## [Task directions]
Go through the material below and copy all lines with "mustache".

Extracted material Start Marker

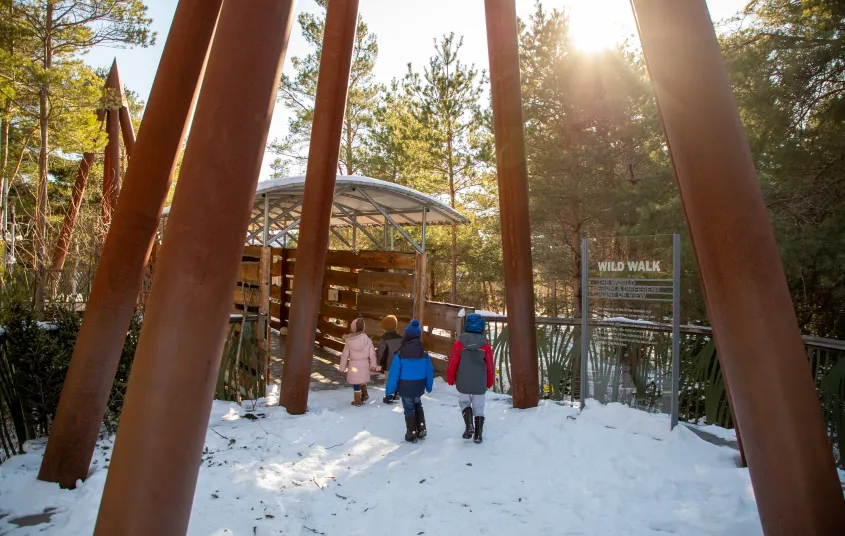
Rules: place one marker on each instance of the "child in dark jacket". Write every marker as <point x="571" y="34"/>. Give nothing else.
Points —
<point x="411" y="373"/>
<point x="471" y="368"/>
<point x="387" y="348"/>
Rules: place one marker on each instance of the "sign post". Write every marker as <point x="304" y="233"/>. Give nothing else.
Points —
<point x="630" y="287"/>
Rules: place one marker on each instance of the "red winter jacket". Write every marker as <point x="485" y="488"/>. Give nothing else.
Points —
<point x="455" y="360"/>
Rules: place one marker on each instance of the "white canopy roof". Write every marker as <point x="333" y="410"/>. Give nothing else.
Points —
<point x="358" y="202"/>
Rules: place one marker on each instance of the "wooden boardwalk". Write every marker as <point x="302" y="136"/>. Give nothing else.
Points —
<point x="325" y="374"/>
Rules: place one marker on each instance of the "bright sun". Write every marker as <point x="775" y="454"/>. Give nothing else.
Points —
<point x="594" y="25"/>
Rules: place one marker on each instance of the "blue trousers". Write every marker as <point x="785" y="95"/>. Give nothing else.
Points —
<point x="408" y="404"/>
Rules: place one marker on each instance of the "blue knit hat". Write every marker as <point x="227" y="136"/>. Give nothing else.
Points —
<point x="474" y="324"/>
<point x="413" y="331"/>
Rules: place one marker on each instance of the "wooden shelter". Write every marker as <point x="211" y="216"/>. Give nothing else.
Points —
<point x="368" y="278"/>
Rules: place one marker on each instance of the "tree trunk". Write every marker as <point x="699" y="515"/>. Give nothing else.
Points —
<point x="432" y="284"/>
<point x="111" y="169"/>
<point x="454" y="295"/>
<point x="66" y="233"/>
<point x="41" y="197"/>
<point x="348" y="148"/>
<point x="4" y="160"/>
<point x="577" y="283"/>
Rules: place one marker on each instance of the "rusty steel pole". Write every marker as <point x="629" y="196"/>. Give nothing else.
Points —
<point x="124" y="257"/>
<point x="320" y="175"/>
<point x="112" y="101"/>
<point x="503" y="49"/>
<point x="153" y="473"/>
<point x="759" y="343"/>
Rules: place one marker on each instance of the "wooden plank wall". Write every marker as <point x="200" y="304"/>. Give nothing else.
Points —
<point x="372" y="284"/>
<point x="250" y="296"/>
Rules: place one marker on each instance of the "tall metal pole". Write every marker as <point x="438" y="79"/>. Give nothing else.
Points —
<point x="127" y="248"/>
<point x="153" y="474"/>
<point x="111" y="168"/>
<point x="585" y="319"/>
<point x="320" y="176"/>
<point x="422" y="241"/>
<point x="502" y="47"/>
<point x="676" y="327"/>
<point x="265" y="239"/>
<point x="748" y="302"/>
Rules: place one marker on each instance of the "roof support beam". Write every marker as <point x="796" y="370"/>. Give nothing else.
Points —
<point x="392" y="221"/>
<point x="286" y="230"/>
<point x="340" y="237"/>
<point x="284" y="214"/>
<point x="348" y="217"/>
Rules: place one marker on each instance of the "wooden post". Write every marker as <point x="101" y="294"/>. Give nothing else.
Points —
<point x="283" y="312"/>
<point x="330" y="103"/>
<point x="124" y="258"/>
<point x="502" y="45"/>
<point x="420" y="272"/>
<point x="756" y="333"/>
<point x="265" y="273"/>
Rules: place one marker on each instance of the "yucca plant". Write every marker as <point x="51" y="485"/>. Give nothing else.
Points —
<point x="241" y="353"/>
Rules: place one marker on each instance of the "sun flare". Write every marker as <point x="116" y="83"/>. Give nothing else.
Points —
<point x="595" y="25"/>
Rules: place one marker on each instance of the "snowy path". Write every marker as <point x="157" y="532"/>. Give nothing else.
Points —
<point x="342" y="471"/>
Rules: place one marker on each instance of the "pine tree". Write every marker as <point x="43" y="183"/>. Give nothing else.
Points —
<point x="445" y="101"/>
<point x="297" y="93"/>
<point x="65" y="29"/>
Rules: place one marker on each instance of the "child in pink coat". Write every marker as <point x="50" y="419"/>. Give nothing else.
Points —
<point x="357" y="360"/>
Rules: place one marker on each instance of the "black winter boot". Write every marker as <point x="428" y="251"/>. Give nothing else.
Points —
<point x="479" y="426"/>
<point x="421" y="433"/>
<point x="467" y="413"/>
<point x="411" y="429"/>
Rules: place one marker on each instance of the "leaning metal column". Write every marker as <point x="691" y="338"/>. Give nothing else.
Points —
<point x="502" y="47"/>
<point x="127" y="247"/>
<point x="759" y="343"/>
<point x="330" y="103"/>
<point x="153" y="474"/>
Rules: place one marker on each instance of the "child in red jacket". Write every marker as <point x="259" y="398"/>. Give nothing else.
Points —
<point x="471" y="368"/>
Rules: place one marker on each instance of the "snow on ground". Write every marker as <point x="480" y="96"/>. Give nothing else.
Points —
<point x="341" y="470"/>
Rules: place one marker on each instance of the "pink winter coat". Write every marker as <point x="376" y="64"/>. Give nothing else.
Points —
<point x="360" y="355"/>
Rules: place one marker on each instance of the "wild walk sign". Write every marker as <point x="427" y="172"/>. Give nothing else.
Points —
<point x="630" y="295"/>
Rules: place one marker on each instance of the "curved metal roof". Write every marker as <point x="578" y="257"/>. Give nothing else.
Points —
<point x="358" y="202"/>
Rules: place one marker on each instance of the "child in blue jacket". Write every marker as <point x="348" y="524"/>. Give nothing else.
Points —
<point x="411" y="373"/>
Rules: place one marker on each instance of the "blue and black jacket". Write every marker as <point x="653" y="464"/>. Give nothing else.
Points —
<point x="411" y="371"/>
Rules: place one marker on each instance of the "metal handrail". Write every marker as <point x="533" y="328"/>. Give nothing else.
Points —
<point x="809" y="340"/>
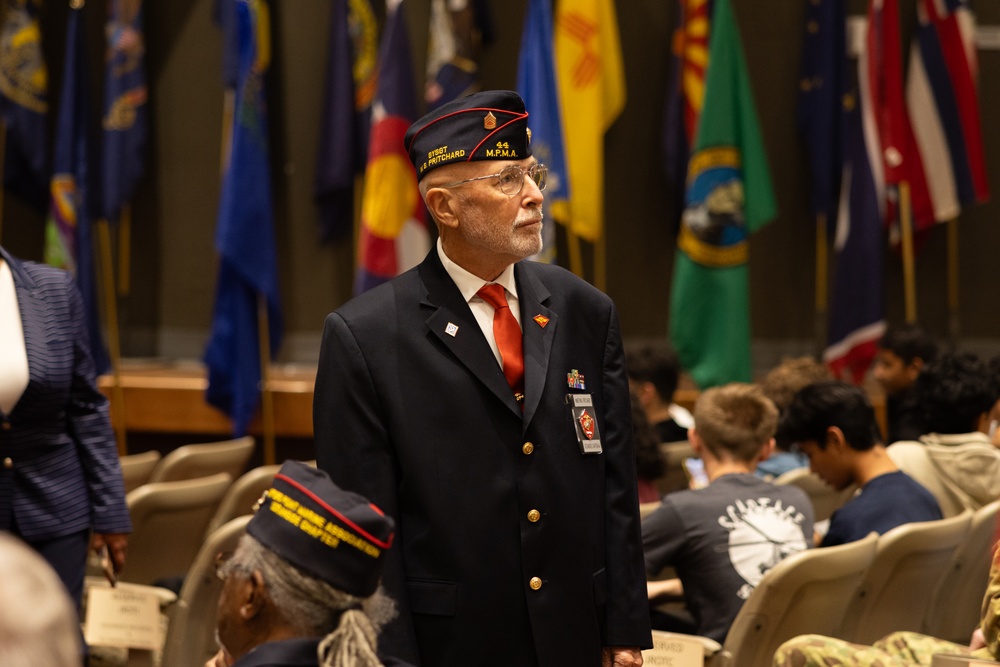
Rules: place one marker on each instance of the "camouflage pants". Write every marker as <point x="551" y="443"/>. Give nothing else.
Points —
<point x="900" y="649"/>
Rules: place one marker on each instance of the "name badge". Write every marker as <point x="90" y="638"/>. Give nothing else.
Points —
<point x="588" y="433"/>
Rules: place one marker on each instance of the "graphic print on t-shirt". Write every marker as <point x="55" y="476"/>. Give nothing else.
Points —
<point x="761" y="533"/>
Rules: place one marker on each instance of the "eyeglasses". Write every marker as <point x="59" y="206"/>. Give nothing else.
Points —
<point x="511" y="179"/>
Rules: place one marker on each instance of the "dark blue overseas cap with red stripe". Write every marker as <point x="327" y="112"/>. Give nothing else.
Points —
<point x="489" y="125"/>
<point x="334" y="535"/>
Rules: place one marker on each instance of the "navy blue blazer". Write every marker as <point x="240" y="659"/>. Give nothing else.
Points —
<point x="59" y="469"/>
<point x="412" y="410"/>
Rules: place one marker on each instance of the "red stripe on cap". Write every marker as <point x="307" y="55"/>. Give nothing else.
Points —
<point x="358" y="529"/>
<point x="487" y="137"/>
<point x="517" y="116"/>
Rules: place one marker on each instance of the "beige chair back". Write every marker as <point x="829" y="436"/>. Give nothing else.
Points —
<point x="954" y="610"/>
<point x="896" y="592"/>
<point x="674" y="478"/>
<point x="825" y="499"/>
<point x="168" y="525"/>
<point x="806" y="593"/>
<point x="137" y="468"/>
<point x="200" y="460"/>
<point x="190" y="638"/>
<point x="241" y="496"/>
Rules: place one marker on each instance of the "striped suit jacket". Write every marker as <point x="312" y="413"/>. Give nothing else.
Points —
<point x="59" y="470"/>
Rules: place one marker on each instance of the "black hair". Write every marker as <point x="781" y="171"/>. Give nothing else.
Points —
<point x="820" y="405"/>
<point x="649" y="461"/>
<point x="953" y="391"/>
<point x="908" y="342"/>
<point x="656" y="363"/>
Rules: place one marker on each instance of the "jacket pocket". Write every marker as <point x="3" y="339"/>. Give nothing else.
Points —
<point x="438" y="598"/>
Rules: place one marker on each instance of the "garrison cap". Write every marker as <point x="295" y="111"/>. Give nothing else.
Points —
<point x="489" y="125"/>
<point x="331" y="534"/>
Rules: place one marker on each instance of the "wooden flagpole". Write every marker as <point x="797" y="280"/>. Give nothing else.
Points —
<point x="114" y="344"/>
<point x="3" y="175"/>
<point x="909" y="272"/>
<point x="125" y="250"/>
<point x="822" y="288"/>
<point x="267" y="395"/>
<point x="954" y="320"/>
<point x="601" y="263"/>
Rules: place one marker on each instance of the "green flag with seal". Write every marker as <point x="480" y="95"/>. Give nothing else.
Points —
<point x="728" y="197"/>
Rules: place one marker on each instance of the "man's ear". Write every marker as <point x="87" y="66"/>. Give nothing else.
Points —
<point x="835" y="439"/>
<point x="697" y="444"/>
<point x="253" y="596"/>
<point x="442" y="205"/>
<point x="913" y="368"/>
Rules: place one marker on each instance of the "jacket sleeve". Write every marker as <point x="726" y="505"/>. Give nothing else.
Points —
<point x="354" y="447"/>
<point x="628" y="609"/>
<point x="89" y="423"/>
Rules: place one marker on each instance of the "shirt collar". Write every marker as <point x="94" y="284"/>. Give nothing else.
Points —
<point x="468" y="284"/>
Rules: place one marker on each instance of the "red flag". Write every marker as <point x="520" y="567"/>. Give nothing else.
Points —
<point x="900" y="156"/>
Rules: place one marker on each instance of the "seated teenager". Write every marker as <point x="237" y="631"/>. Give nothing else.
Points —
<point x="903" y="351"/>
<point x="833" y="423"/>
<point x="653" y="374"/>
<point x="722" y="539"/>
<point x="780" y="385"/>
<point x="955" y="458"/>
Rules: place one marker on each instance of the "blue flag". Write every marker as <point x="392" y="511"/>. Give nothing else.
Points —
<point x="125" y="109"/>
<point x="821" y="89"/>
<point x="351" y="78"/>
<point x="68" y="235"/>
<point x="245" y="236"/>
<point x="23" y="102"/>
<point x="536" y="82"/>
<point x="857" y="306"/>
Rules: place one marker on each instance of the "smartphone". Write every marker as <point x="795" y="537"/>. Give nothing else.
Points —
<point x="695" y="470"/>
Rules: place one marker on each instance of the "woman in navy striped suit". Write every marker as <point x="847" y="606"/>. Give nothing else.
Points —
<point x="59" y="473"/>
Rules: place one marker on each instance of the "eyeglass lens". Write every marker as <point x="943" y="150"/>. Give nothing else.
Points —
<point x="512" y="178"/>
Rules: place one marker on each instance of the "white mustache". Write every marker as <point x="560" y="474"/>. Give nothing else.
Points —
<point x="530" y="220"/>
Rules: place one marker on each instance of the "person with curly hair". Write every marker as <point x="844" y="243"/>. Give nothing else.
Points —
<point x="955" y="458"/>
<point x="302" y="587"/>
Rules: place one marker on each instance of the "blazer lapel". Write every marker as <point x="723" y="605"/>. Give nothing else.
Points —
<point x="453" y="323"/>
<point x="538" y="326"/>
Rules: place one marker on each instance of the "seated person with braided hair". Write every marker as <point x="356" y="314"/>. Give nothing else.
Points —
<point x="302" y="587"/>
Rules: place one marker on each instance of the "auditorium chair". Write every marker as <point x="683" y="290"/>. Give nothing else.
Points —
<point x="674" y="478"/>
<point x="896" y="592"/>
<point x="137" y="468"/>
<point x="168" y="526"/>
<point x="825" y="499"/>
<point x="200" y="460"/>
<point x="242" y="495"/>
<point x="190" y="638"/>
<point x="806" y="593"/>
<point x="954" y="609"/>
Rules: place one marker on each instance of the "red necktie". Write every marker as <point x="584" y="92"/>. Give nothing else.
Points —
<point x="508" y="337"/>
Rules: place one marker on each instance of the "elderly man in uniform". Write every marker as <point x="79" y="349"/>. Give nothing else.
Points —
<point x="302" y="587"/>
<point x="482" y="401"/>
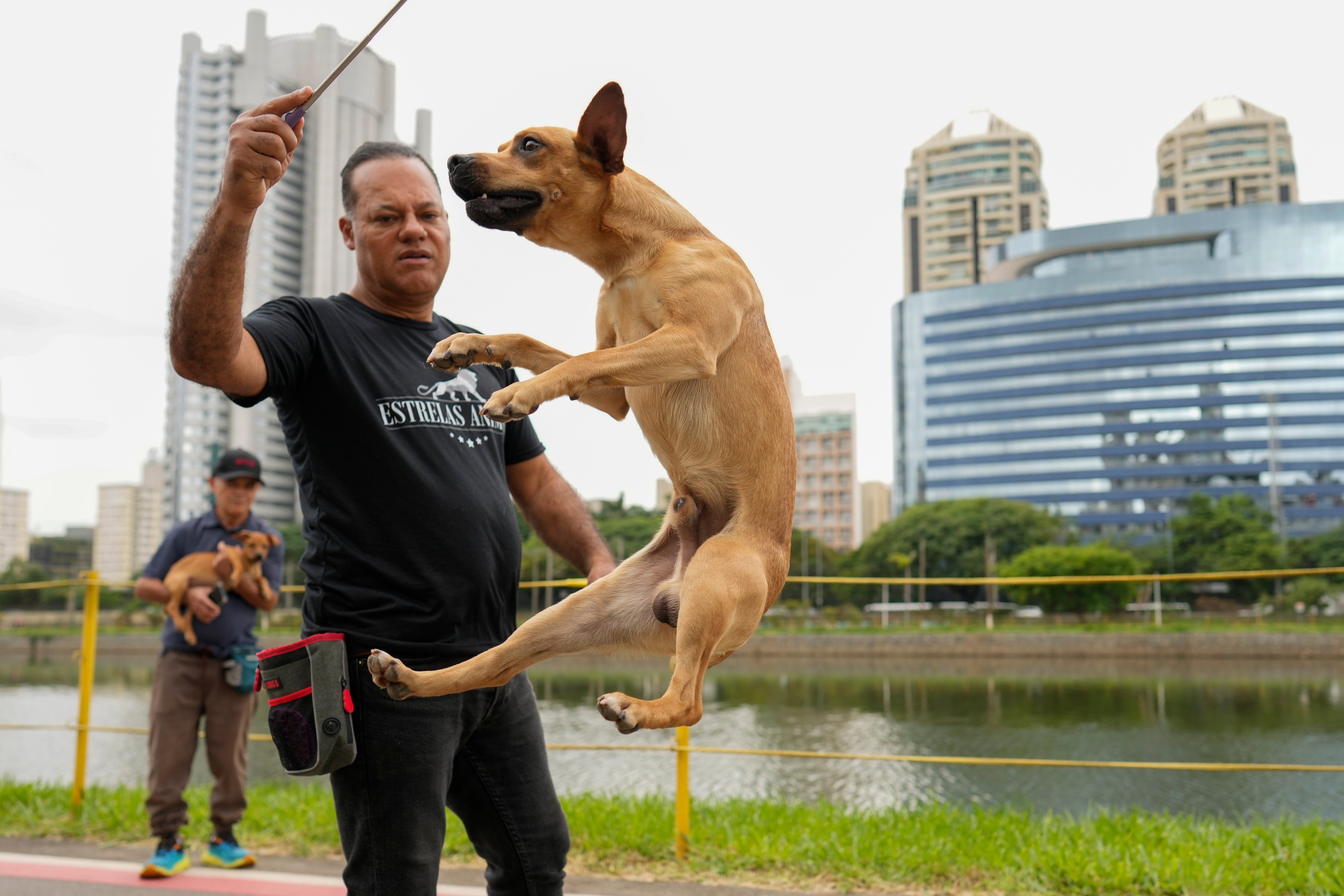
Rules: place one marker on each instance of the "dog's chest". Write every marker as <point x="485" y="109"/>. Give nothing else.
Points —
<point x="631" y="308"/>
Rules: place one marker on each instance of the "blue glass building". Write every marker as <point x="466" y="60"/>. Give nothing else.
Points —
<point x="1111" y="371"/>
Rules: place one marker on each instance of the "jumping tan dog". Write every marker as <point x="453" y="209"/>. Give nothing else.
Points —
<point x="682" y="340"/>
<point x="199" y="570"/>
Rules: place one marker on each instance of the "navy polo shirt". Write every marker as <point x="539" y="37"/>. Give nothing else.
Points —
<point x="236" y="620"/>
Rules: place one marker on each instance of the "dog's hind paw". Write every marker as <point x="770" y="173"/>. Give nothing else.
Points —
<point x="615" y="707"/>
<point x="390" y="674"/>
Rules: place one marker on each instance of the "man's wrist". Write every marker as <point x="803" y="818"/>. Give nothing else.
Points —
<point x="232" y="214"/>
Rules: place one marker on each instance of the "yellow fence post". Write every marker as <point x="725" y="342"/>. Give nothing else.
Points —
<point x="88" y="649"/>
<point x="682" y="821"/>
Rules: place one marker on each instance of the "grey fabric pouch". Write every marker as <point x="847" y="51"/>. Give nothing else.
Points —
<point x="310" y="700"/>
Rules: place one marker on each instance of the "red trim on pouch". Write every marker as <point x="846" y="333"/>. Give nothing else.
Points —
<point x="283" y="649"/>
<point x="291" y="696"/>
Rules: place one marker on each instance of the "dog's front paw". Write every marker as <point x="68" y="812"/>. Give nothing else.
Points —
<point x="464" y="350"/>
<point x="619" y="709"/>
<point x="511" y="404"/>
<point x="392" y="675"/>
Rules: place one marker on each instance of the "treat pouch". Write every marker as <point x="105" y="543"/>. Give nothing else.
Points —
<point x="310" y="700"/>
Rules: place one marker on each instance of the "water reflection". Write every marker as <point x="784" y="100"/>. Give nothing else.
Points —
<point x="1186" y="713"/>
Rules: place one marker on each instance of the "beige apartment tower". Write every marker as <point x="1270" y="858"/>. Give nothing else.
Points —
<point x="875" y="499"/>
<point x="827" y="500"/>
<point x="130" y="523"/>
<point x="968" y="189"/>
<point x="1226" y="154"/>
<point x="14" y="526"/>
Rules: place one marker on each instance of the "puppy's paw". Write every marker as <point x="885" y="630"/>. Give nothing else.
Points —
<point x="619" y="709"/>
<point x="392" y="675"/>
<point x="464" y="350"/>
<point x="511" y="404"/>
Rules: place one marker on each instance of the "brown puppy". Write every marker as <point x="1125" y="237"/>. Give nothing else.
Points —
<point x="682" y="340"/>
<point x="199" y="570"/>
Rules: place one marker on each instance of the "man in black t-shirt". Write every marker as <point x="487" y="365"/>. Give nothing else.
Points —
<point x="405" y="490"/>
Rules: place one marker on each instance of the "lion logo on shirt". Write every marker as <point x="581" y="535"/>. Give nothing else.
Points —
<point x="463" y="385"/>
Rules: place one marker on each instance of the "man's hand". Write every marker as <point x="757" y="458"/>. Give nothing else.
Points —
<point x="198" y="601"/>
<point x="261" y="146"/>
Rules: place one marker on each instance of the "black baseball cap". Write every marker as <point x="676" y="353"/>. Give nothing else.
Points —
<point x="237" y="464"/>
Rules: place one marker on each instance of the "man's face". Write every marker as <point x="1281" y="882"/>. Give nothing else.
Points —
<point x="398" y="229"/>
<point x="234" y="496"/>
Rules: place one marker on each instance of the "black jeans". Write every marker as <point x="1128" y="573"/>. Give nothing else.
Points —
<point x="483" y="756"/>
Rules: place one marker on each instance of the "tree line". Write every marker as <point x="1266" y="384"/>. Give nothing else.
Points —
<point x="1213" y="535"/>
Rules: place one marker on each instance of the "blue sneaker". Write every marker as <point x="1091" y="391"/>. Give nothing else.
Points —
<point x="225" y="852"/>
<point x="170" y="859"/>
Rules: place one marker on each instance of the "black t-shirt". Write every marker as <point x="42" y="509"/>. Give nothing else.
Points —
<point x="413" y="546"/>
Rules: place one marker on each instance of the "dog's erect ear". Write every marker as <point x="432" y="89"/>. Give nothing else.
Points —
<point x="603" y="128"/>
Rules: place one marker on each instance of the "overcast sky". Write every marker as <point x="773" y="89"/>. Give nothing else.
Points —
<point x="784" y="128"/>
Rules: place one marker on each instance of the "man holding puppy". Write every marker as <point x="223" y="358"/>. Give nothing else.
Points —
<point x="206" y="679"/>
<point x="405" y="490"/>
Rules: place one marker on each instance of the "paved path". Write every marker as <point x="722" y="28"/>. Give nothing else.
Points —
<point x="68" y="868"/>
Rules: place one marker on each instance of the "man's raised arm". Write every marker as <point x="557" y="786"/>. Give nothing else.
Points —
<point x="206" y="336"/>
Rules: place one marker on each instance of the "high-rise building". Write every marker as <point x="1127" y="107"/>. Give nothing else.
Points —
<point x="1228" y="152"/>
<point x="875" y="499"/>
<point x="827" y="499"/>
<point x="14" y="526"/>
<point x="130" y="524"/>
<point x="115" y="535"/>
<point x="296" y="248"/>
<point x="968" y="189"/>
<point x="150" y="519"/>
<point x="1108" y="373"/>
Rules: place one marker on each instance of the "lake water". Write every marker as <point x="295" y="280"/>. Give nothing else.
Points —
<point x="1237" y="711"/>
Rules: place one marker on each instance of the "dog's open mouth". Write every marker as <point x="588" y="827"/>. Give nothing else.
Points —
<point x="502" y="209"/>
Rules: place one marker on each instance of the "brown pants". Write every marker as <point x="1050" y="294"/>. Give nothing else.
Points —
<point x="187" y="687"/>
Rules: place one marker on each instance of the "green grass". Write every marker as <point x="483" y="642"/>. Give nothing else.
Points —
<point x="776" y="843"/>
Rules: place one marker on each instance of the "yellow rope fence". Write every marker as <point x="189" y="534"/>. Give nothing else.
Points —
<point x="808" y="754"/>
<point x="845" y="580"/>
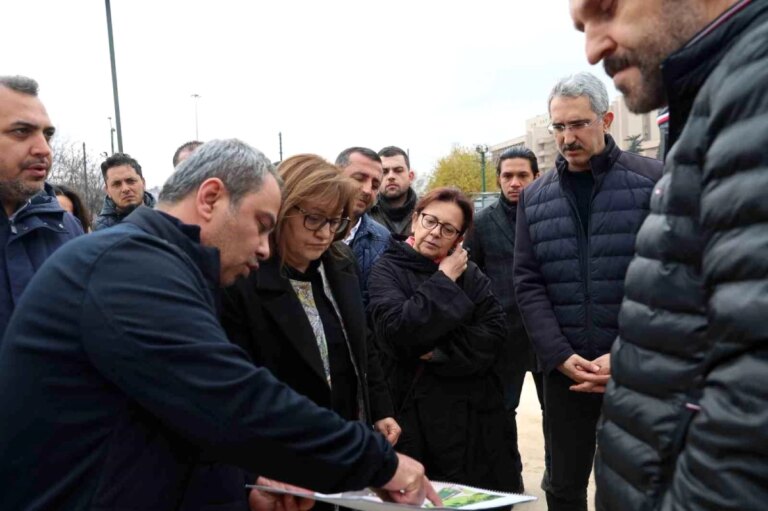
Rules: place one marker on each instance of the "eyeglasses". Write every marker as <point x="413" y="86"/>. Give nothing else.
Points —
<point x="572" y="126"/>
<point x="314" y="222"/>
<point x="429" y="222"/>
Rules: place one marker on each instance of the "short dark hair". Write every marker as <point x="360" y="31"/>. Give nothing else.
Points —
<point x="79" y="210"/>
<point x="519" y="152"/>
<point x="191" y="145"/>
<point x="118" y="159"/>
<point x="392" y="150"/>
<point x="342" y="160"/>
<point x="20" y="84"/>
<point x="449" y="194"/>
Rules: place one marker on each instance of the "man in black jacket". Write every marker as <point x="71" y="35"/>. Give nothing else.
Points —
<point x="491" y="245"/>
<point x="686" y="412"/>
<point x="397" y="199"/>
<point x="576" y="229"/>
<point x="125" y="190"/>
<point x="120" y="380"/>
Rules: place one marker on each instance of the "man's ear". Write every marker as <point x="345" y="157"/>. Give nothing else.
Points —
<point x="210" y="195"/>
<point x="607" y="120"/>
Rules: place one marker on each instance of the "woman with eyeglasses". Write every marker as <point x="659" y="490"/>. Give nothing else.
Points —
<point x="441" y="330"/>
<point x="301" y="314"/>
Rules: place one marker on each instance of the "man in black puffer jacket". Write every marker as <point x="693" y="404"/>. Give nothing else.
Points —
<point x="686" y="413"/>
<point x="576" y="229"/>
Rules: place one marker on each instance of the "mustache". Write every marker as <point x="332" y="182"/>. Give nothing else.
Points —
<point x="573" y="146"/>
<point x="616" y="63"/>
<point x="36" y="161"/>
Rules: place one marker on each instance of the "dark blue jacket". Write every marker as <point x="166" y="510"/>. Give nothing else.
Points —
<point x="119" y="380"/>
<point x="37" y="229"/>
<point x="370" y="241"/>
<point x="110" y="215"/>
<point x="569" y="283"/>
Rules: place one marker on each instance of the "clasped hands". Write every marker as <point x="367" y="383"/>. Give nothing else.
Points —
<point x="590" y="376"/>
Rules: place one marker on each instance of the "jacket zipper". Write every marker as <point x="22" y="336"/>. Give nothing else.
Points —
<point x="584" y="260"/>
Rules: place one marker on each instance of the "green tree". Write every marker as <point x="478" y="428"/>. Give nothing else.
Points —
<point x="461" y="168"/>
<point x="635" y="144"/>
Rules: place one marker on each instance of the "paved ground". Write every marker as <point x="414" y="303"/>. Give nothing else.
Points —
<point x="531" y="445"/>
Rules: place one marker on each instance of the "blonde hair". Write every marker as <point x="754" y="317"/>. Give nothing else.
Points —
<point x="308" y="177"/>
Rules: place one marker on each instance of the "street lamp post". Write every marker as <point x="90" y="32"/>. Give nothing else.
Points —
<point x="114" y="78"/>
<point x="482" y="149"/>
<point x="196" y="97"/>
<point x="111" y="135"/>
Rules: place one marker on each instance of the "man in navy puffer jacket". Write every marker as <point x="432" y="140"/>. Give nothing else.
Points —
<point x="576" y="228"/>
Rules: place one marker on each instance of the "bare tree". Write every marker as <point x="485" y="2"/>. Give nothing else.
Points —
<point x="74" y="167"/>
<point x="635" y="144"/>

Extracted material End Marker

## [Answer to this problem]
Rules: place one marker on each instance of the "white mustache". Write every marker as <point x="560" y="474"/>. Give nothing else.
Rules: place one marker on each instance of the "mustache". Write every marker as <point x="332" y="182"/>. Give nothing else.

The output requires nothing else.